▶ Records supplied:

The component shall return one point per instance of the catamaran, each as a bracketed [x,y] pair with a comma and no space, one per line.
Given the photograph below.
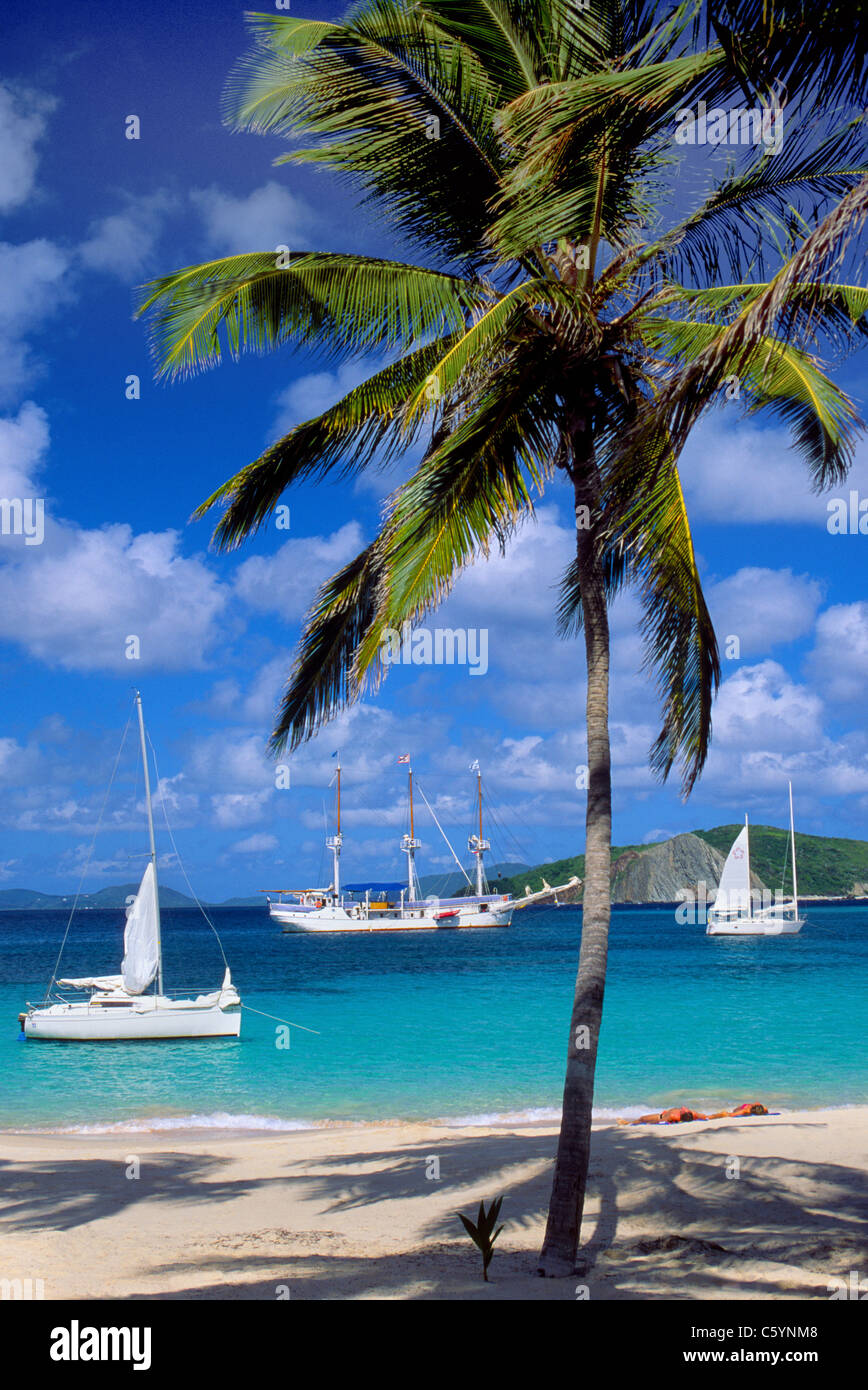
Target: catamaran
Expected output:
[380,905]
[114,1008]
[735,913]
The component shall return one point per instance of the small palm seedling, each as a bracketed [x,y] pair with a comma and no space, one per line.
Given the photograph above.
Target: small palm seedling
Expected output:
[481,1232]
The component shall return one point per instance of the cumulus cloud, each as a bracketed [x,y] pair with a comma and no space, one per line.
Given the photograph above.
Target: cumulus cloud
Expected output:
[266,218]
[256,845]
[22,124]
[34,287]
[77,599]
[764,608]
[287,581]
[839,658]
[762,708]
[123,242]
[24,441]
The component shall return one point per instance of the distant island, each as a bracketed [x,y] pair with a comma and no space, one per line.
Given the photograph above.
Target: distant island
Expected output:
[828,868]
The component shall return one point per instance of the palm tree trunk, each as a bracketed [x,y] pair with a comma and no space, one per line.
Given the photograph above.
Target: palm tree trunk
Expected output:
[561,1244]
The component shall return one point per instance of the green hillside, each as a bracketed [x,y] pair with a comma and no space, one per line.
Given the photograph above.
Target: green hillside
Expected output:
[555,872]
[826,868]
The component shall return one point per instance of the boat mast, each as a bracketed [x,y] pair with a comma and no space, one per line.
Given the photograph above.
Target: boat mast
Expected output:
[335,841]
[750,897]
[153,845]
[477,844]
[793,844]
[409,844]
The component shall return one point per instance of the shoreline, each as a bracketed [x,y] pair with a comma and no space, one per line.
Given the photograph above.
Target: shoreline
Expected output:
[214,1123]
[769,1207]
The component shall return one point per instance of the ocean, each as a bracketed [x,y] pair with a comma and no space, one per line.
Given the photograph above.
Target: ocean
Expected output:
[468,1026]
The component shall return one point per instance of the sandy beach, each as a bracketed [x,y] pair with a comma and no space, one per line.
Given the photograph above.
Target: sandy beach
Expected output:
[352,1214]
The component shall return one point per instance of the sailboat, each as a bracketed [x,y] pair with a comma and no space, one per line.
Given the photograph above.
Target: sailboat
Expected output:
[733,912]
[116,1008]
[380,905]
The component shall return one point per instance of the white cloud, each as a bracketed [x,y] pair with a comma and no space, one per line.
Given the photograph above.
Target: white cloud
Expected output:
[310,395]
[764,608]
[24,441]
[256,845]
[235,809]
[34,285]
[839,660]
[22,124]
[123,242]
[287,581]
[75,599]
[762,708]
[743,473]
[266,218]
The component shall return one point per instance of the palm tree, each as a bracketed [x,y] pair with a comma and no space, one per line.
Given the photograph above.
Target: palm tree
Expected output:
[552,327]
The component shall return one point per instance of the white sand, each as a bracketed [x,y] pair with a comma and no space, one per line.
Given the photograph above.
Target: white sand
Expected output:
[351,1214]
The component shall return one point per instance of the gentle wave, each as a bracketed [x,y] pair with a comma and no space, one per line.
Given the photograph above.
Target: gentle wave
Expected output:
[273,1123]
[187,1122]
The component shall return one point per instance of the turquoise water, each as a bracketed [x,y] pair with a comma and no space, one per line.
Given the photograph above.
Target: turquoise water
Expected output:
[454,1025]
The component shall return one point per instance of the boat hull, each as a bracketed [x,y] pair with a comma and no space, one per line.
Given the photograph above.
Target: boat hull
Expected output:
[319,922]
[82,1023]
[772,927]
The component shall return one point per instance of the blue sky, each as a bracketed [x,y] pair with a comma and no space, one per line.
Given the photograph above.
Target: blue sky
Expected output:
[86,216]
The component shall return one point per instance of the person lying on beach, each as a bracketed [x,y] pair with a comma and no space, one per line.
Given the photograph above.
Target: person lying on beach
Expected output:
[682,1114]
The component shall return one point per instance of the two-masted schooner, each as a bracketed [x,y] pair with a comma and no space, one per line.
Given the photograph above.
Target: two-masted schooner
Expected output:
[117,1008]
[379,905]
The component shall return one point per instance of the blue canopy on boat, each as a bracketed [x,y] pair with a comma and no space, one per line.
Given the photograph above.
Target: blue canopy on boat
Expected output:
[376,886]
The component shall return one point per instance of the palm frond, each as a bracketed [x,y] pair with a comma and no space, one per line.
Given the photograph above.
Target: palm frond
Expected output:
[320,681]
[345,306]
[366,427]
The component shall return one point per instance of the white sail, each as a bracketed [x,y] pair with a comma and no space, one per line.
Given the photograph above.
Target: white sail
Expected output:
[733,890]
[142,937]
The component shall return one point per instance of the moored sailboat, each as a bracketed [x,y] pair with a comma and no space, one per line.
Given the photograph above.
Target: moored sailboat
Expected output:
[735,911]
[391,906]
[114,1008]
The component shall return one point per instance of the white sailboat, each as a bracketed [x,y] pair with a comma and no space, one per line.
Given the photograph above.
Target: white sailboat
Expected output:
[735,913]
[390,906]
[116,1008]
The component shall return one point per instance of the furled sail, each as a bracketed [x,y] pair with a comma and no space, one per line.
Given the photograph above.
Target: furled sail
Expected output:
[733,890]
[141,945]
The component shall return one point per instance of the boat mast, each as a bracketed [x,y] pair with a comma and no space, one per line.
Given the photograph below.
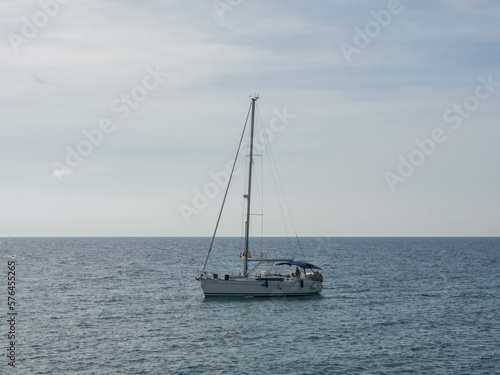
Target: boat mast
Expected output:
[247,196]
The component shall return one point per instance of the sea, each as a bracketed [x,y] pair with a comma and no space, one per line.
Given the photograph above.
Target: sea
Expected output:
[133,306]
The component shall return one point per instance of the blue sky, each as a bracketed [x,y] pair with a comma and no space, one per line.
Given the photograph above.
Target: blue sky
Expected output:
[64,64]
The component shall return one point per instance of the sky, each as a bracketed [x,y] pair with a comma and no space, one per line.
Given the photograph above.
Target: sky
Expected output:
[119,118]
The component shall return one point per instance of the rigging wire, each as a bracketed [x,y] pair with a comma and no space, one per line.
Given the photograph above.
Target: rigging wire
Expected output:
[227,189]
[286,201]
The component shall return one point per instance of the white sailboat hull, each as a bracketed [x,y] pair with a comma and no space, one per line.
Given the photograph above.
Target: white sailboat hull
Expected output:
[260,288]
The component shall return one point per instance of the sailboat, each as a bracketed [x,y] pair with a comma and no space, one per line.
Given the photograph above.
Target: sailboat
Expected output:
[264,283]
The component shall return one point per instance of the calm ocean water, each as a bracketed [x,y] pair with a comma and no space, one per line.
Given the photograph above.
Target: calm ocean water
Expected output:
[133,306]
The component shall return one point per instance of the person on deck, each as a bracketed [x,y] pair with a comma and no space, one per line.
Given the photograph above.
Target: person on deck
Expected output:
[297,272]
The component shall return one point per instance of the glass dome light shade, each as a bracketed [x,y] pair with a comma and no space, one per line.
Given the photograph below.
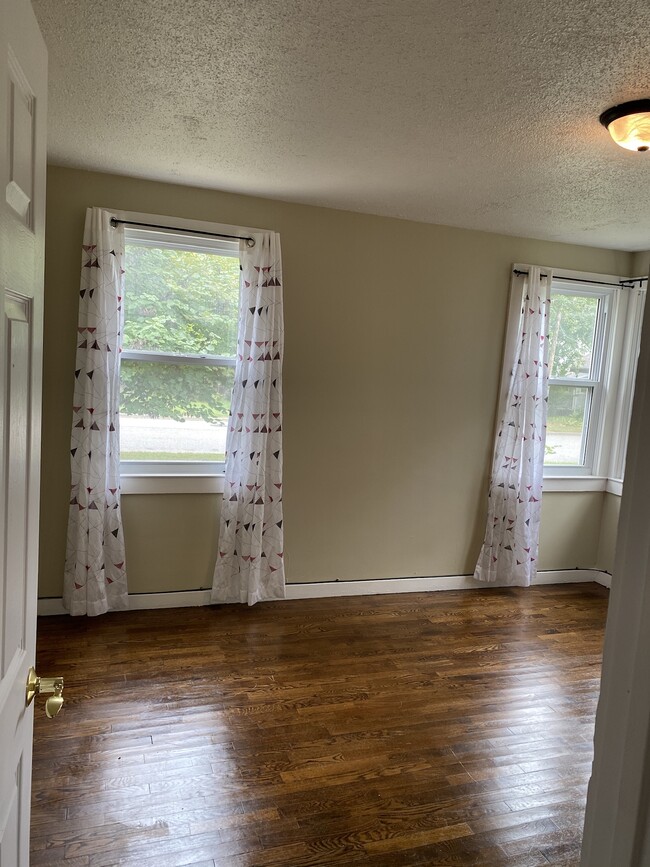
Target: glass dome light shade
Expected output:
[629,124]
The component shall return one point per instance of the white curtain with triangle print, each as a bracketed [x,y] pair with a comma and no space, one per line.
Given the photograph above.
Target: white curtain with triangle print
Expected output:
[95,575]
[250,557]
[509,552]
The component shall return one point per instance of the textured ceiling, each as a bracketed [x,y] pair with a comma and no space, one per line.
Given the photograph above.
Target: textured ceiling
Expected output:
[474,113]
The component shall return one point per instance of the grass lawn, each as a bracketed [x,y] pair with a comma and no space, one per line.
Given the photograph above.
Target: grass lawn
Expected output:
[564,424]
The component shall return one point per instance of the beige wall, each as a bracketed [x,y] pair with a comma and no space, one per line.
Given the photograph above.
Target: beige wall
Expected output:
[608,531]
[393,351]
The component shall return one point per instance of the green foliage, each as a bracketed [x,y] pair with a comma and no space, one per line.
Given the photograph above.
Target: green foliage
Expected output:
[571,334]
[184,302]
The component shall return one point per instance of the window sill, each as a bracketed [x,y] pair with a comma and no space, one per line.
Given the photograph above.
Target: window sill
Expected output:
[172,484]
[556,484]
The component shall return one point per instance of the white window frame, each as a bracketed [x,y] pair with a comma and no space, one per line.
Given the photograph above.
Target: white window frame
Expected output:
[609,427]
[178,477]
[600,366]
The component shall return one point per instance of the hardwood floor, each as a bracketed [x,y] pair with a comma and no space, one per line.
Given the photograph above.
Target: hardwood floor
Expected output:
[450,728]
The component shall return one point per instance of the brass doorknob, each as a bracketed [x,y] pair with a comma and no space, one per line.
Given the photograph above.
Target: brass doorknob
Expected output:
[45,685]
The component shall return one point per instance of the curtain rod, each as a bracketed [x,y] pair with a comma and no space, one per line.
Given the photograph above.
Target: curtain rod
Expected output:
[626,283]
[250,242]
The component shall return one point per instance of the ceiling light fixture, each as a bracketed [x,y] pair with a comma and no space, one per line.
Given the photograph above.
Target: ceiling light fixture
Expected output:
[629,124]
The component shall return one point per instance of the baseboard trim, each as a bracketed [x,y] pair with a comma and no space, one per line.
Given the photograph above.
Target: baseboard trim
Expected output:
[603,578]
[328,589]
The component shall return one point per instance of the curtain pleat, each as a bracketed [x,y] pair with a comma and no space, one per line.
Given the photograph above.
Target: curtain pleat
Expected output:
[509,552]
[95,574]
[250,558]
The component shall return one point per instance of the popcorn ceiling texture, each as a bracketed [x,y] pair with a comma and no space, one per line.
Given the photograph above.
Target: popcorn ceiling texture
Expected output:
[473,113]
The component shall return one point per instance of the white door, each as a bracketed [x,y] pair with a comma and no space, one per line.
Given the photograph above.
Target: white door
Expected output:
[23,97]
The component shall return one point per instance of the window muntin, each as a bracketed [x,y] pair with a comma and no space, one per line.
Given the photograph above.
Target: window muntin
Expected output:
[578,354]
[179,349]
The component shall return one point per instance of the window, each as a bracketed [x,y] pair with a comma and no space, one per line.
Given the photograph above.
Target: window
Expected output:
[578,353]
[181,310]
[594,334]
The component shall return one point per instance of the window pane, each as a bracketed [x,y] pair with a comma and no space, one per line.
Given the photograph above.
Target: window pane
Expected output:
[571,335]
[180,301]
[174,412]
[566,424]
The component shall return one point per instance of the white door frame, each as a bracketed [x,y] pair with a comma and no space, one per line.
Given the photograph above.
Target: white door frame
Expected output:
[617,823]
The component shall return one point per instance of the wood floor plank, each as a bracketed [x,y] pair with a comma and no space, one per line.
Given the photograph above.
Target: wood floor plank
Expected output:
[447,728]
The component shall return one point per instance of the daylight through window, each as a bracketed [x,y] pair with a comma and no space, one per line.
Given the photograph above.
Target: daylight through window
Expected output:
[578,339]
[179,347]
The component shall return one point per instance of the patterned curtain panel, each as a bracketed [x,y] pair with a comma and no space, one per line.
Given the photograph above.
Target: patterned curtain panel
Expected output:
[250,565]
[95,575]
[509,552]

▶ The task:
Give back exactly the lines that run from the line with "curtain pleat, each" through the close of the material, counting both ends, and nothing more.

▶ Solution for this task:
The component shall return one point per instance of the curtain pleat, each as a bracketed [x,y] pair with a comma and no space, one per line.
Given the photograph above.
Target: curtain pleat
Expected output:
[509,552]
[95,574]
[250,558]
The component shall return one point per instance of the popcorn ceiling texture, each as a bracketed [x,y] pair with a comma and no space, one per line.
Given the photograph above.
Target: popcorn ceiling texture
Expected output:
[473,113]
The component shall return one point per instance of the white door, each as a bracketed [x,y] pair with a comma and no space, one per line.
Given the photograph above.
Target: white door
Expected output:
[23,97]
The component shall return one point per instance of the window muntin, each as a bracketed [x,y] pair with a comma and no space, one per line.
Given the photograph above.
Target: window muntin
Expected output:
[578,354]
[179,349]
The component shall return one point per instance of the window, each as a bracketed [x,y] pair with a comma and no space, one per line.
Given the photograph above.
Target: window
Expected output:
[578,353]
[181,310]
[594,334]
The component shall return one point per instance of the window pane, each as a bracketed [x,y] pair with a comma and no space, one per line.
Given the photograph above.
Target: window pane
Expected output:
[571,335]
[180,301]
[174,412]
[566,424]
The component shall return one point per instance of the white door frame, each as a bracketed [x,y] pair with a comma and no space, one per line.
Given the photograph above.
Target: white door frame
Expected output:
[617,823]
The component shall return one point per instance of the wood floor plank, each as a bracketed [x,y] pair with a comma and no space, one per line.
Given the photograph above.
Target: wood floor plank
Expected output:
[447,728]
The component shall return one point per instance of the daylight through window, each as a bracketed [x,y] pair with a comma and no space, one per line.
Given the photograph above.
Target: daylight through window
Expected output:
[578,339]
[179,347]
The component shall return one point per instance of the patterned curtain panel, each as a bracketed [x,y] pair with a comma and no space, one per line.
Given the photograph above.
Target: patterned curtain panel
Expected output:
[250,565]
[95,575]
[509,552]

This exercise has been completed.